◆ **Document text**:

N.J. Governor Vetoes Driver Misclassification Bill
September 09, 2013
A New Jersey bill attacking the independent contractor model at the ports has been vetoed.
UPDATED--New Jersey Republican Gov. Chris Christie has rejected legislation regarding the “misclassification” of some truck drivers in the state as independent contractors rather than employees.
He has issued an absolute veto of A1578/S1450. The bill would have affected the business model regarding owner-operators in port drayage and the package delivery business, according to the New Jersey Motor Truck Association.
Labeled by the group as a “job-killing bill,” the measure would have created a presumption that a work arrangement in the drayage trucking or parcel delivery trucking industries is an employer-employee relationship, unless the party receiving the services can overcome the legal presumption of employment.
The bill passed earlier this year along party lines, with no Republicans voting for it and several Democrats abstaining, according to NJMTA.
New Jersey Assembly Deputy Speaker John S. Wisniewski issued a statement in response to the veto of his bill.
"Governor Christie's veto of the Truck Operator Independent Contractor Act, legislation I sponsored to protect truck drivers who are incorrectly treated as contractors rather than employees, is just the latest example of the Governor siding against hard working New Jerseyans," he said. "His veto keeps in place a system that is unfair to workers and unfair to those companies that play by the rules."
"Because of the Governor's veto, unethical companies will continue to skirt the law by gaming the system to avoid paying their fair share of taxes," said Wisniewski. "In doing so, they will also continue to deprive their drivers of Social Security, Medicare, Workers' Compensation and Unemployment benefits."
NJMTA said the law would cause many trucking companies and owner-operators to leave the state -- along with many of their customers.
The bill was backed by organized labor.
The governor's absolute veto means legislation cannot become law unless the Legislature overrides the veto by a vote of at least two-thirds of the members of each chamber.
Update adds statement from New Jersey Assembly Deputy Speaker John S. Wisniewski.

◆ **Input data**:
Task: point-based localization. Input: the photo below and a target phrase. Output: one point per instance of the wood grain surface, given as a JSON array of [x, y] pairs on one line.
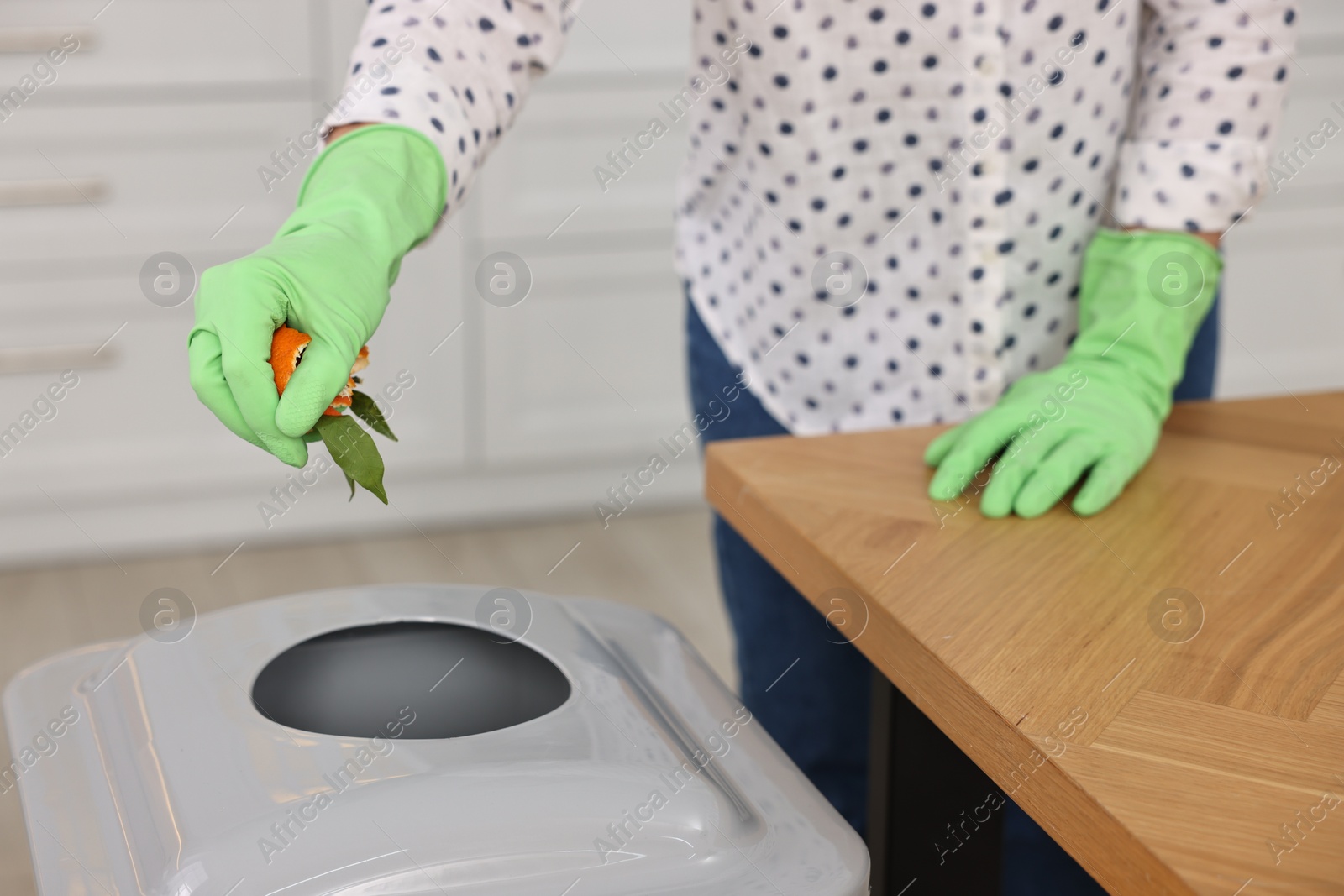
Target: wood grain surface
[[1158, 685]]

◆ **Description of the task**:
Reproduce the article on the driver misclassification veto from "N.J. Governor Vetoes" up to and including "has been vetoed.", substituting "harbors" for "ports".

◆ **Problem solution**:
N.J. Governor Vetoes Driver Misclassification Bill
September 09, 2013
A New Jersey bill attacking the independent contractor model at the harbors has been vetoed.